* [Opdracht 1] Wanneer verdwijnt volgens de tekst over de herniaoperatie de gel die rond de zenuw en het ruggenmerg wordt aangebracht?
* [Opdracht 2] Herschrijf in de tekst over de herniaoperatie de alinea die begint met "Er wordt een insnede" als een beknopte lijst van stappen, met behoud van de belangrijkste feiten.
* [Opdracht 3] Zet de tekst over de herniaoperatie voort vanaf het punt waar deze ophoudt.

* [Geëxtraheerde tekst]
Het merendeel van de patiënten met een hernia zullen geen ingreep moeten ondergaan. Echter wanneer niet-operatieve behandeling geen beterschap biedt, kan een ingreep worden overwogen. Ook wanneer er krachtverlies optreedt is operatieve behandeling aangewezen.
Deze ingreep wordt uitgevoerd onder algemene narcose.
Tijdens de operatie word je nadat je in slaap bent gebracht geïnstalleerd in buikligging.
Er wordt een insnede van ongeveer 2 á 3 cm gemaakt in de middellijn van je rug. De rugspieren aan de zijde van de hernia worden losgemaakt. Tussen de 2 wervelbogen bevindt zich een ligament welke deels wordt verwijderd. Nu bevinden we ons in het ruggenmergkanaal. De zenuw wordt opgezocht en opzij gehouden. De hernia wordt nu met een kleine tang verwijderd. Rond de zenuw en ruggenmerg wordt een gel aangebracht die verkleving van littekenweefsel aan de zenuw en ruggenmerg voorkomt. Deze gel verdwijnt spontaan na 1 maand.

[Gegevens voor verwijzende uitdrukkingen bij foto's]
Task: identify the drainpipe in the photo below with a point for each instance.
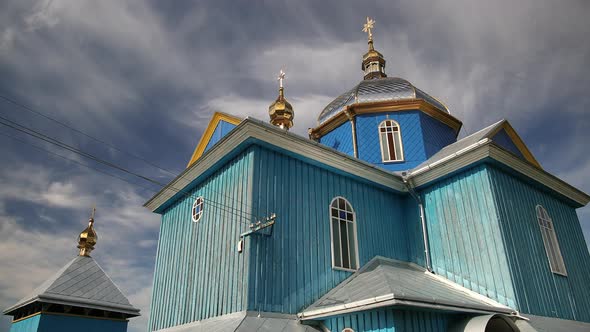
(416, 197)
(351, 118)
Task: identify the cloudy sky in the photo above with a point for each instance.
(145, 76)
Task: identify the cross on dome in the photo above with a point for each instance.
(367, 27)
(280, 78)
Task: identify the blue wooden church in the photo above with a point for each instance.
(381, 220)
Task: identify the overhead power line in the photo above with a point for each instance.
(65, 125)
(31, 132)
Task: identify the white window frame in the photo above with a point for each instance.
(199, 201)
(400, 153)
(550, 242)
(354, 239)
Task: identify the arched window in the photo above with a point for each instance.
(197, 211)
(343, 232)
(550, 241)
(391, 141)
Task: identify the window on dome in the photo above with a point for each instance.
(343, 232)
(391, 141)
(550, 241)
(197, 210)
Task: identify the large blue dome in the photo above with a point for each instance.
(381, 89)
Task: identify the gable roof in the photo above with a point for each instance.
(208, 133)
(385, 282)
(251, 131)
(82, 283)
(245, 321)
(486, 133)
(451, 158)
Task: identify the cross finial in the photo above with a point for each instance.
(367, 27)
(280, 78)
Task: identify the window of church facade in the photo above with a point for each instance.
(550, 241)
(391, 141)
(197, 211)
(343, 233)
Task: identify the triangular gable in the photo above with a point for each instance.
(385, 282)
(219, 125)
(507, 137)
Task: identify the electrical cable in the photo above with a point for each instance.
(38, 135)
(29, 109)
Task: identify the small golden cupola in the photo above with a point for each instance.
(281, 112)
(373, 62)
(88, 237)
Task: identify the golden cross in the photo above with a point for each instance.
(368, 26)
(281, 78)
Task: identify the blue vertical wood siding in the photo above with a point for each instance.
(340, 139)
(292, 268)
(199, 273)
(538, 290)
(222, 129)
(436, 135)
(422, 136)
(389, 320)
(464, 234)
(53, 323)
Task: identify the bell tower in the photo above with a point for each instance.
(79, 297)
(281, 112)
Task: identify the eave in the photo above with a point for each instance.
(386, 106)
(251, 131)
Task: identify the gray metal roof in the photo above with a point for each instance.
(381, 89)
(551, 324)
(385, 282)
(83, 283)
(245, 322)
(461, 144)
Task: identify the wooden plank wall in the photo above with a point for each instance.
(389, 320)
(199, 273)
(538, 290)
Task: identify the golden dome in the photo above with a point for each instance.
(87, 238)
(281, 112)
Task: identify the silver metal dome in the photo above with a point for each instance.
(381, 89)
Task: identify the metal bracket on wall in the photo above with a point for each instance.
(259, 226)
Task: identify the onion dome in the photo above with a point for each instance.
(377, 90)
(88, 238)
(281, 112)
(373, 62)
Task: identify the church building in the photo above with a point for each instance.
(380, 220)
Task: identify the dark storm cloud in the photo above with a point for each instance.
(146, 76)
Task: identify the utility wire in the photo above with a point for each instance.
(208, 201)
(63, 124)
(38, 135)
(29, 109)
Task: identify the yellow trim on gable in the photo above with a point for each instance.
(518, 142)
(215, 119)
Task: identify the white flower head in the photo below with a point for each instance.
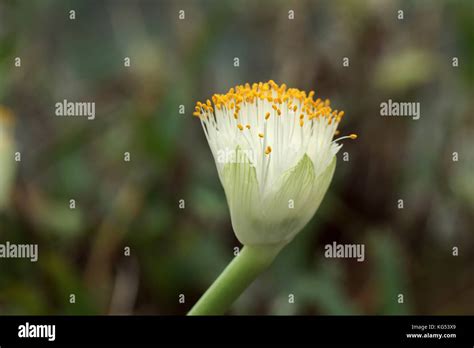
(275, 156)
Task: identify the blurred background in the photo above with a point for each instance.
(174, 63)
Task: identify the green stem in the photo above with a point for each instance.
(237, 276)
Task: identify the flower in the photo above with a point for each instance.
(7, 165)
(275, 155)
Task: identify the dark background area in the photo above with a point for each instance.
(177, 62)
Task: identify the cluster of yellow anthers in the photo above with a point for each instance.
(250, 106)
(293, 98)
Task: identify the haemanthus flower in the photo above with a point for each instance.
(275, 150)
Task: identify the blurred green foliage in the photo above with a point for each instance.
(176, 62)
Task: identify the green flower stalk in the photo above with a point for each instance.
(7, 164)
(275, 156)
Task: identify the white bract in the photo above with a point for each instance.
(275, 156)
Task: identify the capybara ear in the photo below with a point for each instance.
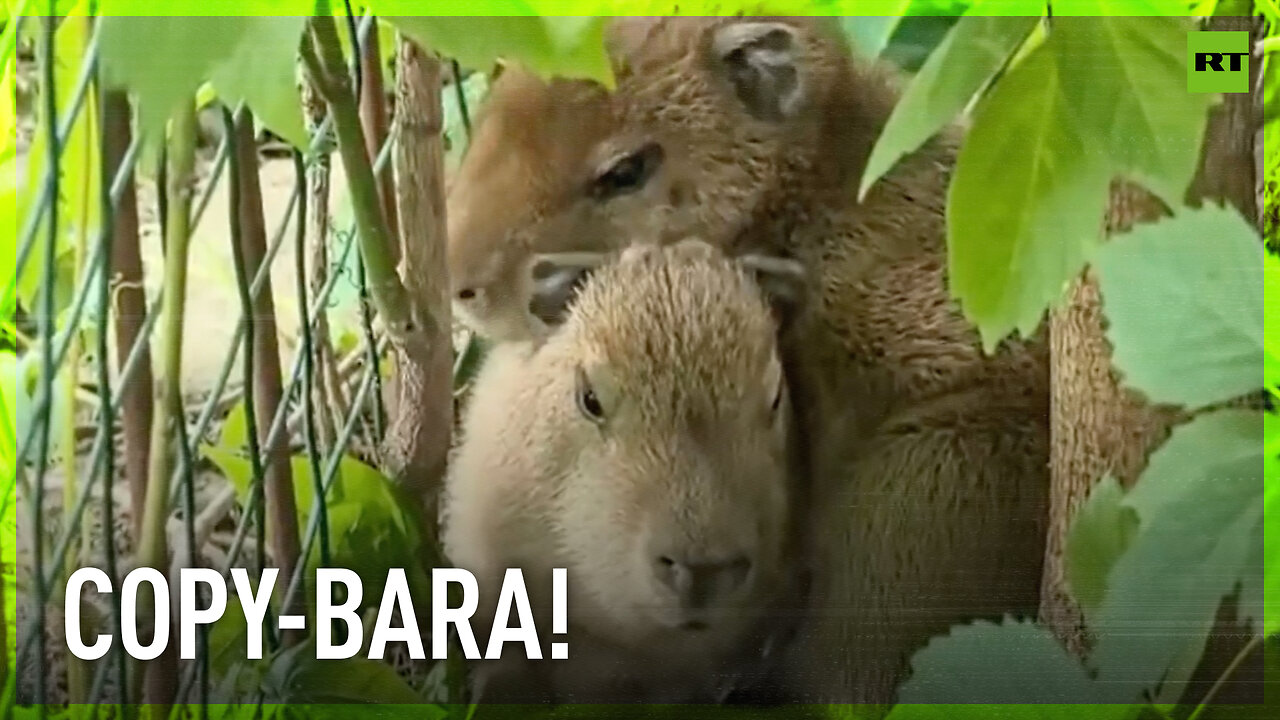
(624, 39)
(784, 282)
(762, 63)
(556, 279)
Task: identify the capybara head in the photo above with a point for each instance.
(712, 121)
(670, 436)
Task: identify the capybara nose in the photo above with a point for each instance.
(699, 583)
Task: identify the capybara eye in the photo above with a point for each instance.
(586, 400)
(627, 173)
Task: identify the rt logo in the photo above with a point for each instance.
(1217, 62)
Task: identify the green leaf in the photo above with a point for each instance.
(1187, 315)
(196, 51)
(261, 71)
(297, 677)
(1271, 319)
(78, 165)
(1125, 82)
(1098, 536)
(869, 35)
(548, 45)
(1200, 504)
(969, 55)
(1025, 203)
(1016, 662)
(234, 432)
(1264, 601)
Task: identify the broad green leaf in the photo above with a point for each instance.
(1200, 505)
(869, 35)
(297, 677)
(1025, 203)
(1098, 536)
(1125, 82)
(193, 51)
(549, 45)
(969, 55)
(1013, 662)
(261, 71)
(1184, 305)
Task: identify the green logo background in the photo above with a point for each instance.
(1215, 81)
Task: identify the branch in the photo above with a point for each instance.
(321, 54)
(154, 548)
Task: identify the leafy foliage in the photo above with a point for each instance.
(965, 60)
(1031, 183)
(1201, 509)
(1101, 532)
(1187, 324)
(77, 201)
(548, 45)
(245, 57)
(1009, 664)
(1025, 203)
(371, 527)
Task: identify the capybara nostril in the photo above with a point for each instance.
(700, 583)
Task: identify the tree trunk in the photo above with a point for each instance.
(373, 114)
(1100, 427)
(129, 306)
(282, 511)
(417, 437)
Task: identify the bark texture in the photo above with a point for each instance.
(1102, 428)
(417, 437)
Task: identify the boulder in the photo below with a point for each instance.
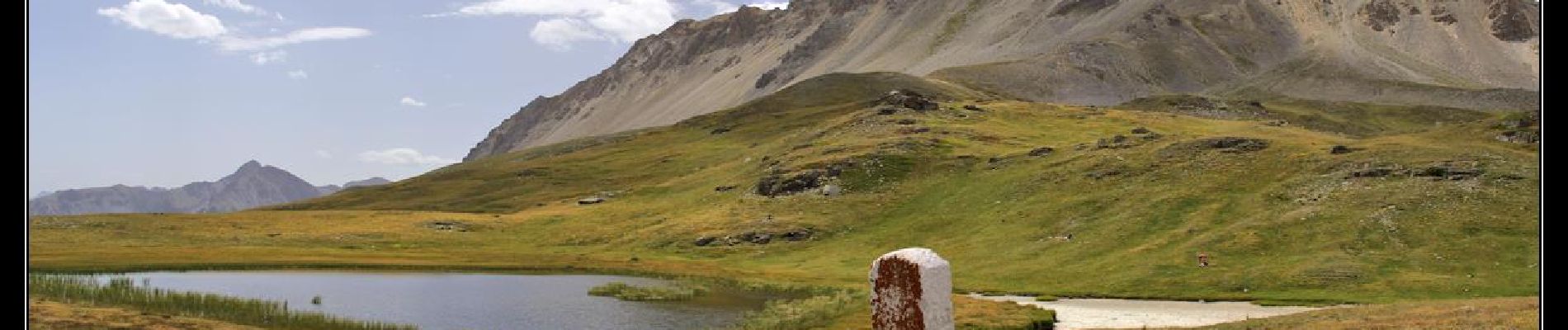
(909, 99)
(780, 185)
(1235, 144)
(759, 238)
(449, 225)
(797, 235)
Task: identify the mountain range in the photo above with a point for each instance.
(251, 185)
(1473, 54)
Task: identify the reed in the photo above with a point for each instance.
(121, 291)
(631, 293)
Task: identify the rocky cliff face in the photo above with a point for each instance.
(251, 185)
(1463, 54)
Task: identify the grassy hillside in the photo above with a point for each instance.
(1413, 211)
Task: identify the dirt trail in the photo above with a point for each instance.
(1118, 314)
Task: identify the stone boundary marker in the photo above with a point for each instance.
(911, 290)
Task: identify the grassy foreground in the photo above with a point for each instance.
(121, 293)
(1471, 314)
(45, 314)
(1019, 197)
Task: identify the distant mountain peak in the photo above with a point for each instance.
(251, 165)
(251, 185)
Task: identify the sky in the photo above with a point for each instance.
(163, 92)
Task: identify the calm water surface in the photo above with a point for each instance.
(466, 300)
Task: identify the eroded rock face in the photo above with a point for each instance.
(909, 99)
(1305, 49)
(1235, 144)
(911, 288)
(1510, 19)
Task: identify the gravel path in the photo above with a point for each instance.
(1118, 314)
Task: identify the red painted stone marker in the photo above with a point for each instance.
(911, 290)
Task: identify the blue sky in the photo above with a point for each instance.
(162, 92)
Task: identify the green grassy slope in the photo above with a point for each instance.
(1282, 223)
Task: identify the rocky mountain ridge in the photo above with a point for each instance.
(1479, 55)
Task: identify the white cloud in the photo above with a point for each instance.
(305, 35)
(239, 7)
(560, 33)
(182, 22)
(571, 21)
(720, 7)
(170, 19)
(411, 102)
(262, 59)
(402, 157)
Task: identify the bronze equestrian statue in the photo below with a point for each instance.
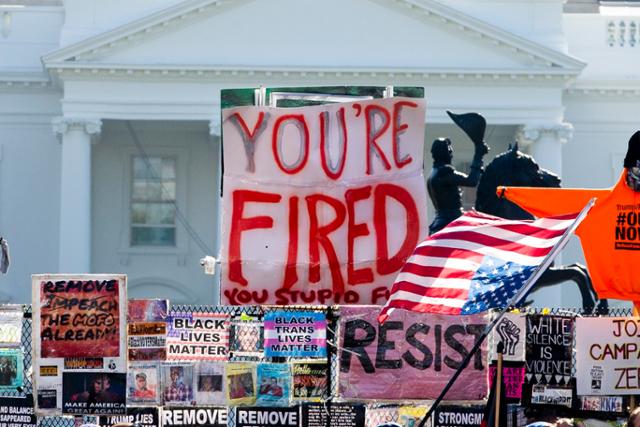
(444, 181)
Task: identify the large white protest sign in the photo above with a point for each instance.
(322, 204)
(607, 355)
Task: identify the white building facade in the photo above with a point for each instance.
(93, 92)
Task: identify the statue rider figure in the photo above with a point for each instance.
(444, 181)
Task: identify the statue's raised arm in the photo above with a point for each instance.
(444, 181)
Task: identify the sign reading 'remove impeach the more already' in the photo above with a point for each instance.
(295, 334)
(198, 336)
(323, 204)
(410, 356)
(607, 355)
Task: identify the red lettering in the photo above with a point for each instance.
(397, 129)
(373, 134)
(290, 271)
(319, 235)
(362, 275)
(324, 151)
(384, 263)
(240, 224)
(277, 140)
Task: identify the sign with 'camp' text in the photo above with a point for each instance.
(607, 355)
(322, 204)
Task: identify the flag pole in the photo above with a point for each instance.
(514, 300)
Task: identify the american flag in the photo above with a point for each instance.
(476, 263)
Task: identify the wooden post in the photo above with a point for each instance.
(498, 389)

* [Antwoordvak 1] De gel verdwijnt spontaan na 1 maand.

* [Antwoordvak 2]
- Insnede van ongeveer 2 à 3 cm in de middellijn van de rug
- Losmaken van de rugspieren aan de zijde van de hernia
- Gedeeltelijk verwijderen van het ligament tussen de twee wervelbogen, waarna men zich in het ruggenmergkanaal bevindt
- Opzoeken en opzij houden van de zenuw
- Verwijderen van de hernia met een kleine tang
- Aanbrengen van een gel rond zenuw en ruggenmerg die verkleving van littekenweefsel voorkomt en na 1 maand spontaan verdwijnt

* [Antwoordvak 3]
De wonde wordt gesloten in verschillende lagen. Voor de huid wordt altijd een onderhuidse hechting gekozen met verteerbare draad.
Hoewel we alles in het werk stellen om de kans op medische verwikkelingen zo klein mogelijk te houden, kunnen bij elke ingreep toch onverwachts neveneffecten optreden en dit zowel tijdens de ingreep als in de herstelperiode. Meestal zijn ze echter zeldzaam en kunnen ze behandeld worden. In dit geval zijn de voornaamste risico’s:
Infectie is een ernstige verwikkeling. Zelfs met al de moderne middelen die ons ter beschikking zijn, is de kans op infectie nooit volledig afwezig. Oppervlakkige infecties (wondproblemen) kunnen eenvoudig verholpen worden. Diepe infecties stellen ernstigere problemen maar kunnen behandeld worden. Er zijn dan wel bijkomende ingrepen nodig. We willen hierbij opmerken dat het normaal is dat uw wonde na deze ingreep langer vocht afgeeft. Dit is geen infectie maar zal goed gecontroleerd worden door de verpleegkundige en uw behandelende arts.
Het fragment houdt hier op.